**Questions to answer**
(a) Revise the Minnie Brennan profile from the words "As RTÉ celebrates" through "soap The Riordans.", swapping "busybody" for "gossip" each time it occurs.
(b) Carry on the Minnie Brennan profile from its final sentence.

**Document excerpt**
=== Begin Enclosure ===

As RTÉ celebrates its 60th birthday, author Colm Keane profiles unforgettable character Minnie Brennan, the intrusive busybody of Telefís Éireann’s long-running soap The Riordans.

 

No character in Irish TV history was as gossipy, interfering or downright nosey as Minnie Brennan of The Riordans. She was the scourge of the fictional Leestown, with an unnatural ability to gather intelligence concerning her neighbours, and to know about their financial and amorous affairs.

Dressed in her tea-cosy hat and fully-buttoned heavy coat, while wearing unfashionable glasses and a scarf, she looked every inch the village busybody. True to her sartorial style, she knew everyone’s business, soaked up information like a sponge, and stored the details in her ever-vigilant brain.

Played by Carlow-born actress Annie D’Alton, Minnie became famous for lines like ‘Mary dear,’ normally used before interrogating her friend Mary Riordan. She was also well known for the line ‘Do you know what I’m going to tell you, Batty Brennan,’ which she would deliver to her browbeaten husband whose self-confidence had long been stultified by life in her company.

Her part was central to the soap. Viewers might enjoy watching Tom Riordan or his son Benjy doing the ploughing, or Eamon doing the milking, or ‘Mary dear’ doing the housework, but there was nothing they relished more than observing Minnie gathering news. Everyone could sympathise with her victims gallantly trying to keep their secrets from her, knowing the exercise was fruitless.

‘Minnie was the archetypal old local busybody, who was beautifully positioned in the post office and who knew everything that was going on in the town,’ Wesley Burrowes, chief scriptwriter of The Riordans, explained. She also ran Minnie Brennan’s Home Bakery. No one was better placed to sniff out the smallest signs of something unfamiliar in a place like Leestown.

As with many Irish towns and villages, Leestown’s residents had become intimately known to each other over the years. People were so unchanged in their ways that even the slightest deviation from the norm would be noticed. ‘A pair of new curtains in a front room, a coat of fresh lime on a gable, a car from Dublin, a strange priest, none of these can hope to pass unnoticed,’ Burrowes remarked. Minnie would be on to these nuances in a flash.

=== End Enclosure ===

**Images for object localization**
=== Begin Enclosure ===

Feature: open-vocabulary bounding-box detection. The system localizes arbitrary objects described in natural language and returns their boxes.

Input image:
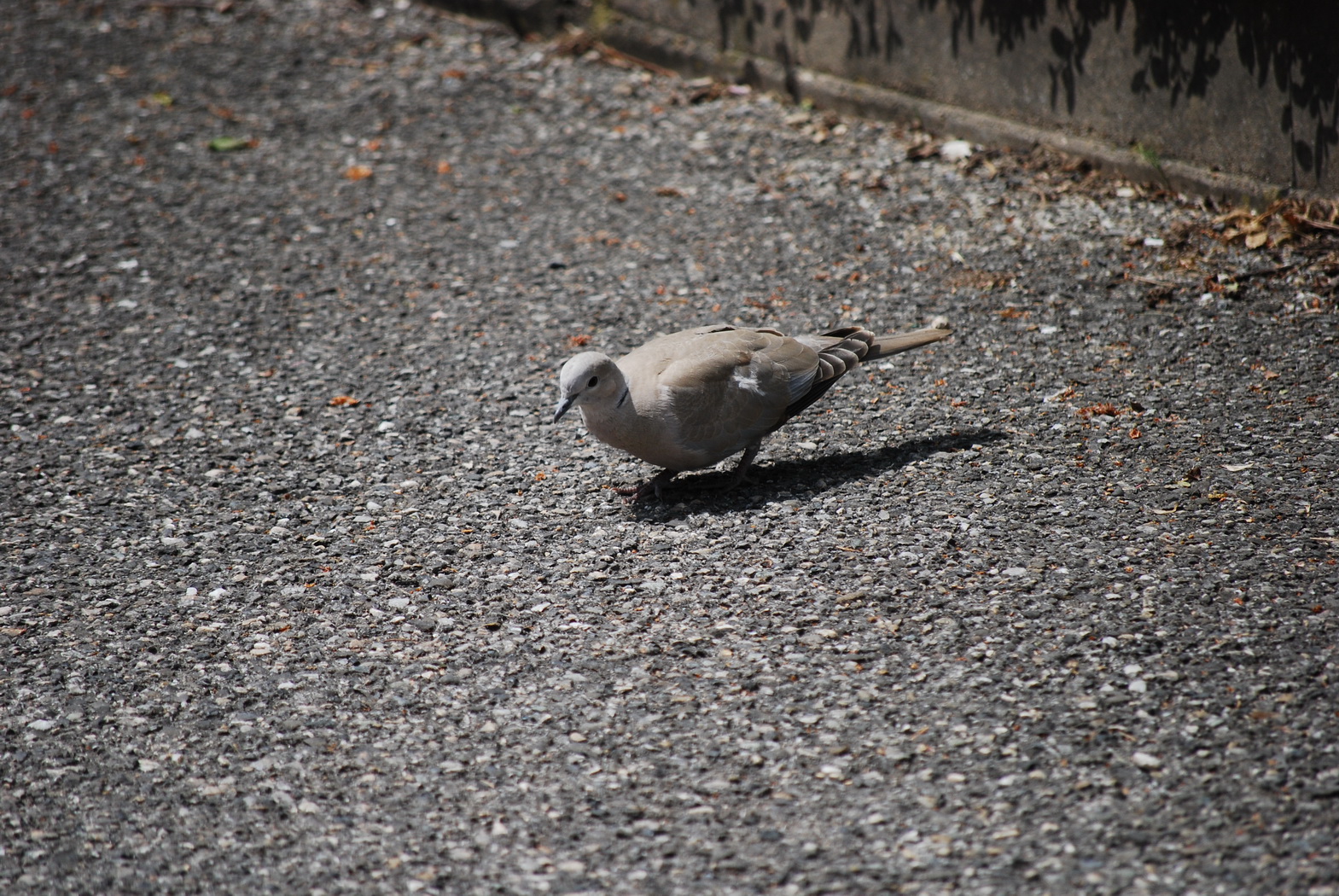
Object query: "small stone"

[1130,750,1162,770]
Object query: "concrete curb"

[428,0,1297,207]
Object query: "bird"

[553,324,952,503]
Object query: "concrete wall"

[434,0,1339,198]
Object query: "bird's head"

[553,351,626,423]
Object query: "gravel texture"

[0,0,1339,896]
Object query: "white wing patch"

[730,364,762,395]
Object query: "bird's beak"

[553,395,577,423]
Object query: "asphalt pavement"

[0,0,1339,896]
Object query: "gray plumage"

[553,324,951,501]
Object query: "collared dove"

[553,324,951,503]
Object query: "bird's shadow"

[631,428,1008,520]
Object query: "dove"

[553,324,951,503]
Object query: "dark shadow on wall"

[712,0,1339,186]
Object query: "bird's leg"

[614,470,678,503]
[722,442,762,492]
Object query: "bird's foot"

[614,470,678,503]
[722,444,762,492]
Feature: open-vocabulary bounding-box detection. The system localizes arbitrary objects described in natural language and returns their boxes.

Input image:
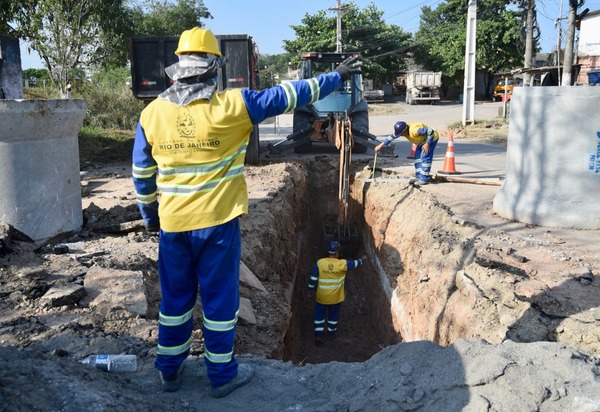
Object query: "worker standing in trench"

[375,122,440,185]
[132,27,362,398]
[308,241,367,346]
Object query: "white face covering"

[159,53,226,106]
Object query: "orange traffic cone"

[406,143,417,159]
[438,134,460,175]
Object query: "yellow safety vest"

[317,257,348,305]
[140,89,253,232]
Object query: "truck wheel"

[294,140,312,153]
[246,124,260,165]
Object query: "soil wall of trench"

[0,155,600,364]
[242,159,600,362]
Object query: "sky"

[21,0,600,69]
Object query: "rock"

[240,262,269,293]
[82,266,148,316]
[40,283,87,307]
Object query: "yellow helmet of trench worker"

[175,27,221,57]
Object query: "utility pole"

[329,0,348,53]
[523,0,535,85]
[555,0,563,86]
[561,0,577,86]
[462,0,477,126]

=== End Enclosure ===

**Results of the exercise**
(a)
As RTÉ celebrates its 60th birthday, author Colm Keane profiles unforgettable character Minnie Brennan, the intrusive gossip of Telefís Éireann’s long-running soap The Riordans.

(b)
Getting the phone installed added to Minnie’s information-gathering resources. ‘There’ll be none of us safe now,’ one of the soap’s characters said on hearing the news. ‘What does she want with a phone? Hasn’t she radar already?’ said another. Even the doctor was worried, since Minnie could now describe her symptoms to him at any time of day or night.

Her first attempted phone call had explosive results. She located the new directory and found the Riordans’ number. On dialling the phone, something strange happened. She heard a click. Then she heard the voice of Benjy Riordan, who was married to Maggie. Surprisingly, he was talking to Delia, the sister of Eamon Maher, a settled Traveller, who was also a popular character in the soap.

She thought of putting the phone down but something deep in her nature stopped her from doing so. She heard Benjy saying, ‘…..will you be able to steal out tonight?’ Delia replied: ‘If I can, but if I don’t come at the time, don’t wait.’ ‘I’ll wait till the crack of dawn anyway,’ said Benjy.

Minnie was shocked. It was as if she had somehow been caught listening. She assumed the worst, not realising that Benjy and Delia had been rehearsing lines for a play, Sive by John B. Keane. She decided to take action and was soon spreading rumours in the hope of discouraging what she thought to be a flourishing affair.